Extrait
# # #
Depuis lundi, l'espace d'accueil réservé aux chauffeurs pour faire leur pause et leur toilette pendant le chargement est condamné.
La machine à café n'est plus approvisionnée, la porte des sanitaires est verrouillée, il n'y a plus de point d'eau disponible.
Au chauffeur qui a voulu prendre sa douche après une nuit passée sur la route, il a été répondu :
"Démerde-toi tout seul, de toutes façons les chauffeurs sont des gros crado".
"On n'a plus accès à rien"
"Plusieurs de mes collègues ont été dénigrés, il règne une ambiance délétère où tout le monde a peur de tout le monde.
Pourtant c'est quand même grâce à nous que la marchandise est livrée !"
Dans certaines bases logistiques, on nous demande même de ne pas sortir de la cabine pour décharger."
"Une personne me crie le quai où je dois manœuvrer et ensuite je vais chercher mes documents dans un bureau où une sorte de passe-plat a été installé, derrière son plexiglas, l'employé ne m'adresse même pas la parole...
# # #
Enregistrements
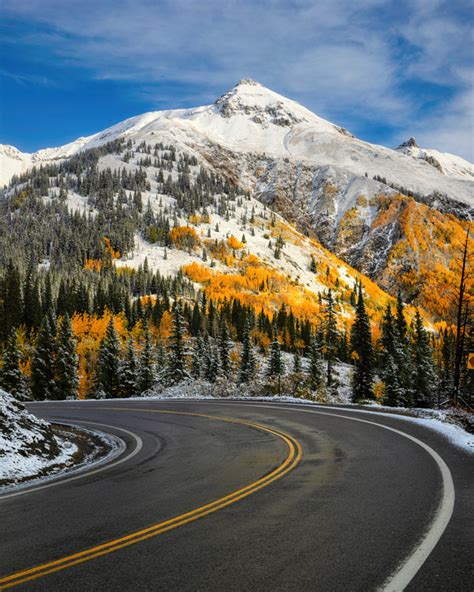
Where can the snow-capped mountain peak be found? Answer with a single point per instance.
(448, 164)
(252, 121)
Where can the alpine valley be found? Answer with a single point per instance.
(250, 208)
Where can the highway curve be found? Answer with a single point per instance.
(221, 495)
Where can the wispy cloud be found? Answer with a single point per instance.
(356, 61)
(26, 79)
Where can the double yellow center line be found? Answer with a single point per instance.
(294, 456)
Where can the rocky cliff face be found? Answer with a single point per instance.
(358, 199)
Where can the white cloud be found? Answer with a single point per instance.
(350, 61)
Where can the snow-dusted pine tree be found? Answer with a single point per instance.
(425, 381)
(363, 354)
(108, 363)
(197, 361)
(12, 378)
(225, 346)
(297, 362)
(43, 360)
(175, 372)
(129, 372)
(67, 362)
(275, 363)
(247, 363)
(147, 366)
(315, 368)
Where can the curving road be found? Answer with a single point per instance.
(212, 495)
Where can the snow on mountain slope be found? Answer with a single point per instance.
(28, 446)
(12, 162)
(253, 120)
(449, 164)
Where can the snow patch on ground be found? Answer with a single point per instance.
(433, 419)
(28, 446)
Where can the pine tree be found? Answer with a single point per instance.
(129, 372)
(224, 350)
(146, 370)
(12, 300)
(108, 363)
(315, 370)
(401, 355)
(275, 364)
(297, 362)
(12, 378)
(198, 354)
(176, 371)
(424, 377)
(330, 336)
(247, 363)
(361, 346)
(67, 363)
(43, 360)
(210, 361)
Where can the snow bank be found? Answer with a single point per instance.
(441, 422)
(28, 446)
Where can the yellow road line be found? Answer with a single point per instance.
(294, 456)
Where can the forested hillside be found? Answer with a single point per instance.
(139, 263)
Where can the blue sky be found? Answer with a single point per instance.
(384, 69)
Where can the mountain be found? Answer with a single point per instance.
(363, 202)
(448, 164)
(254, 120)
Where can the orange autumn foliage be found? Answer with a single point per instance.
(234, 243)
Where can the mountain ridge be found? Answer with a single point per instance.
(251, 118)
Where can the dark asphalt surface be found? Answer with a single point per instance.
(343, 520)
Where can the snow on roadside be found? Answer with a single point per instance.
(433, 419)
(28, 446)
# # #
Exercice 1
D'après l'extrait, depuis quand l'espace d'accueil des chauffeurs est-il condamné ?
Exercice 2
Dans l'extrait, quel argument la personne citée oppose-t-elle au dénigrement de ses collègues ? Expliquez-le en une à trois phrases.

Réponse 1
Depuis lundi.

Réponse 2
Elle rappelle que c'est grâce aux chauffeurs que la marchandise est livrée. Le mot « Pourtant » oppose ce rôle indispensable au mépris et à l'ambiance délétère qu'ils subissent.